#### THE DATA:
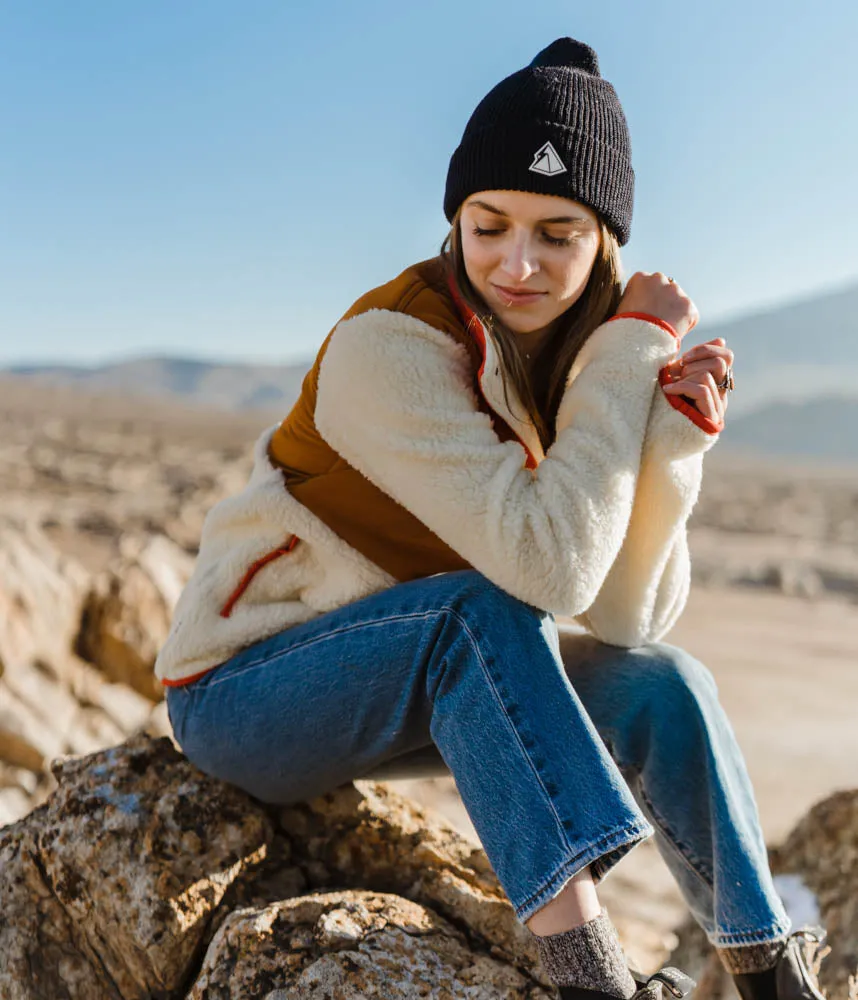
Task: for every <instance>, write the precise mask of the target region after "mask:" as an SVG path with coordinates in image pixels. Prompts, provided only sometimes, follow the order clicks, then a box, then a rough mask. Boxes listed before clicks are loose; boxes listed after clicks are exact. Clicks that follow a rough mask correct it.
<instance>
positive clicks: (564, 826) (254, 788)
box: [167, 570, 789, 947]
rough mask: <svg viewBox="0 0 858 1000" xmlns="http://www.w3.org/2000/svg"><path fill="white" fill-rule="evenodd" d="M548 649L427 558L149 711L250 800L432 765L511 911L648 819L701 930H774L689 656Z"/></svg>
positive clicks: (692, 912)
mask: <svg viewBox="0 0 858 1000" xmlns="http://www.w3.org/2000/svg"><path fill="white" fill-rule="evenodd" d="M563 650H564V652H563V653H561V633H559V632H558V628H557V625H556V623H555V621H554V618H553V616H552V615H550V614H546V613H544V612H542V611H539V610H537V609H536V608H533V607H531V606H529V605H527V604H524V603H522V602H521V601H519V600H517V599H516V598H514V597H511V596H510V595H509V594H507V593H506V592H505V591H503V590H501V589H500V588H498V587H496V586H495V585H494V584H492V583H491V582H489V581H488V580H487V579H486V578H485V577H484V576H482V575H481V574H479V573H477V572H475V571H472V570H466V571H460V572H455V573H443V574H439V575H436V576H432V577H427V578H424V579H420V580H414V581H412V582H409V583H403V584H399V585H397V586H394V587H391V588H390V589H387V590H384V591H382V592H380V593H378V594H374V595H372V596H370V597H367V598H364V599H363V600H360V601H356V602H354V603H352V604H348V605H345V606H344V607H342V608H338V609H337V610H335V611H331V612H328V613H327V614H323V615H320V616H319V617H317V618H315V619H313V620H311V621H309V622H307V623H305V624H303V625H296V626H293V627H291V628H288V629H286V630H284V631H283V632H280V633H278V634H277V635H274V636H271V637H270V638H268V639H265V640H262V641H260V642H258V643H255V644H254V645H252V646H250V647H248V648H246V649H243V650H241V651H240V652H239V653H237V654H236V655H235V656H233V657H232V658H231V659H230V660H228V661H227V662H226V663H224V664H222V665H220V666H219V667H217V668H215V669H214V670H212V671H210V672H209V673H207V674H205V675H204V676H203V677H201V678H200V679H199V680H197V681H194V682H193V683H191V684H188V685H185V686H183V687H173V688H168V689H167V706H168V710H169V714H170V721H171V723H172V725H173V729H174V732H175V736H176V739H177V740H178V742H179V745H180V746H181V747H182V749H183V751H184V752H185V754H186V755H187V757H188V758H189V759H190V760H191V761H192V762H193V763H194V764H196V765H197V766H198V767H199V768H200V769H201V770H203V771H205V772H207V773H208V774H211V775H213V776H215V777H218V778H221V779H223V780H225V781H228V782H231V783H233V784H235V785H237V786H239V787H241V788H243V789H245V790H246V791H247V792H249V793H250V794H251V795H254V796H255V797H257V798H258V799H261V800H262V801H265V802H270V803H282V804H286V803H290V802H297V801H301V800H303V799H308V798H312V797H315V796H317V795H321V794H323V793H324V792H327V791H329V790H331V789H333V788H335V787H336V786H338V785H341V784H343V783H345V782H347V781H350V780H352V779H354V778H357V777H369V776H371V777H379V778H380V777H392V776H397V777H405V776H408V775H414V774H418V773H425V771H426V766H427V763H428V765H429V767H430V769H431V768H433V767H434V768H435V770H436V771H437V770H438V768H441V769H443V768H444V767H446V768H448V769H449V771H450V772H452V774H453V777H454V778H455V780H456V785H457V786H458V789H459V792H460V794H461V796H462V800H463V802H464V805H465V808H466V809H467V811H468V814H469V816H470V818H471V821H472V822H473V824H474V827H475V829H476V831H477V834H478V836H479V838H480V840H481V842H482V845H483V847H484V849H485V851H486V854H487V856H488V859H489V861H490V863H491V865H492V867H493V869H494V871H495V873H496V874H497V876H498V879H499V881H500V883H501V885H502V886H503V889H504V891H505V893H506V894H507V896H508V898H509V900H510V902H511V903H512V905H513V907H514V908H515V912H516V914H517V916H518V918H519V919H520V920H522V921H526V920H527V919H528V918H529V917H531V916H532V915H533V914H534V913H535V912H536V911H537V910H538V909H540V908H541V907H542V906H544V905H545V904H546V903H547V902H549V900H551V899H552V898H553V897H554V896H555V895H556V894H557V893H558V892H559V891H560V890H561V889H562V888H563V886H564V885H565V884H566V882H567V881H568V880H569V879H570V878H571V877H572V876H573V875H574V874H575V873H576V872H578V871H580V870H582V869H584V868H586V867H588V866H589V867H590V869H591V871H592V873H593V876H594V878H595V880H596V881H598V880H599V879H601V878H602V877H603V876H604V875H605V874H606V873H607V871H608V870H609V869H610V868H611V867H612V866H613V865H614V864H615V863H616V862H617V861H618V860H619V859H620V858H621V857H622V856H623V855H624V854H625V853H626V852H627V851H629V850H630V849H631V848H632V847H633V846H634V845H635V844H637V843H639V842H640V841H641V840H643V839H644V838H646V837H648V836H650V835H651V834H652V833H653V832H654V833H655V836H656V841H657V844H658V847H659V849H660V851H661V853H662V855H663V857H664V859H665V861H666V862H667V864H668V866H669V867H670V869H671V871H672V873H673V875H674V877H675V878H676V880H677V882H678V884H679V887H680V889H681V891H682V893H683V895H684V897H685V899H686V901H687V902H688V905H689V907H690V909H691V911H692V913H693V914H694V916H695V918H696V919H697V920H698V922H699V923H700V925H701V926H702V927H703V928H704V930H705V931H706V932H707V934H708V936H709V939H710V941H712V943H713V944H715V945H716V946H720V947H726V946H733V945H740V944H750V943H757V942H763V941H769V940H772V939H775V938H778V937H781V936H782V935H783V934H785V933H786V932H787V931H788V930H789V921H788V918H787V917H786V914H785V913H784V911H783V908H782V906H781V904H780V901H779V899H778V897H777V894H776V892H775V890H774V887H773V885H772V881H771V876H770V874H769V869H768V863H767V857H766V849H765V845H764V842H763V837H762V834H761V831H760V826H759V820H758V816H757V809H756V806H755V803H754V796H753V792H752V790H751V786H750V783H749V780H748V776H747V773H746V771H745V766H744V763H743V760H742V755H741V752H740V750H739V748H738V746H737V745H736V742H735V738H734V736H733V733H732V730H731V728H730V725H729V723H728V721H727V719H726V717H725V715H724V712H723V710H722V709H721V706H720V705H719V702H718V698H717V691H716V688H715V684H714V681H713V680H712V677H711V675H710V674H709V673H708V671H707V670H706V669H705V668H704V667H703V666H702V665H701V664H700V663H698V662H697V661H696V660H694V659H693V658H692V657H690V656H688V655H687V654H686V653H684V652H683V651H682V650H680V649H677V648H675V647H673V646H669V645H667V644H664V643H654V644H650V645H647V646H642V647H640V648H638V649H633V650H629V649H624V648H621V647H616V646H608V645H605V644H604V643H601V642H598V641H596V640H595V639H593V638H591V637H589V636H585V635H574V634H568V633H565V632H564V633H563ZM564 657H565V662H564ZM653 828H654V830H653Z"/></svg>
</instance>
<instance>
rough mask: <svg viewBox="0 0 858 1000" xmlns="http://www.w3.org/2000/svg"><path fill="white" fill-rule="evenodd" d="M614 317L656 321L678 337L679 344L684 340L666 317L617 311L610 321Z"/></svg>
mask: <svg viewBox="0 0 858 1000" xmlns="http://www.w3.org/2000/svg"><path fill="white" fill-rule="evenodd" d="M614 319H643V320H646V321H647V323H655V325H656V326H660V327H661V328H662V330H667V332H668V333H672V334H673V336H674V337H676V342H677V344H679V343H681V342H682V337H680V336H679V334H678V333H677V332H676V330H674V329H673V327H672V326H671V325H670V323H668V322H667V320H666V319H662V318H661V317H660V316H651V315H650V314H649V313H617V315H616V316H611V318H610V319H609V320H607V322H608V323H610V322H611V320H614Z"/></svg>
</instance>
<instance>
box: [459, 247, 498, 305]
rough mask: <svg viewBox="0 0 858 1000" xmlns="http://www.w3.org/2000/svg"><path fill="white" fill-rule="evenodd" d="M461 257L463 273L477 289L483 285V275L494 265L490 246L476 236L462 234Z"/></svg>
mask: <svg viewBox="0 0 858 1000" xmlns="http://www.w3.org/2000/svg"><path fill="white" fill-rule="evenodd" d="M462 258H463V259H464V262H465V273H466V274H467V275H468V277H469V278H470V280H471V284H472V285H473V286H474V287H475V288H476V289H477V290H478V291H479V290H481V288H482V287H483V285H484V282H485V276H486V275H487V274H488V273H489V272H490V271H491V269H492V267H493V266H494V265H493V263H492V253H491V248H490V247H487V246H486V244H485V243H482V242H480V241H479V240H478V239H477V238H476V237H474V236H469V235H466V234H465V233H463V234H462Z"/></svg>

#### WHAT TO PRODUCE:
Swap "target region" for "object region" in the lines from the start of the text through the line containing "box: [167, 570, 789, 947]", and give those lines again with nothing else changed. Leave the pictures out.

#### SOLUTION TO THE PROBLEM:
Task: for every <instance>, write the precise mask of the object region after "mask:" as an SVG path with coordinates in image pixels. Prompts, provided only sometimes, follow the order clicks, then a box, then a rough mask. Boxes listed before clicks are loose; boxes listed after clicks are exact. Clicks that follow a rough mask correct it.
<instance>
positive clicks: (564, 826) (254, 788)
box: [167, 570, 789, 947]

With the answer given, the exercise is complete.